# [WHAT YOU HAVE TO DO]
Rewrite the lines below so that "marker" becomes "point" everywhere, keeping everything else unchanged and leaving out the pictures.
------------------------------------------------------------
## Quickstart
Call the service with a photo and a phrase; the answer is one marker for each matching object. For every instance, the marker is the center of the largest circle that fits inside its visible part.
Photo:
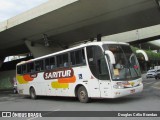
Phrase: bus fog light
(118, 86)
------------------------------------------------------------
# [TASK ANSWER]
## Quickstart
Call the service with a photo and a phrase; the answer is one point for each matching object. For every instance, the point is the center of the largest circle that fits inside its visible part.
Photo:
Phrase: bus fog light
(118, 86)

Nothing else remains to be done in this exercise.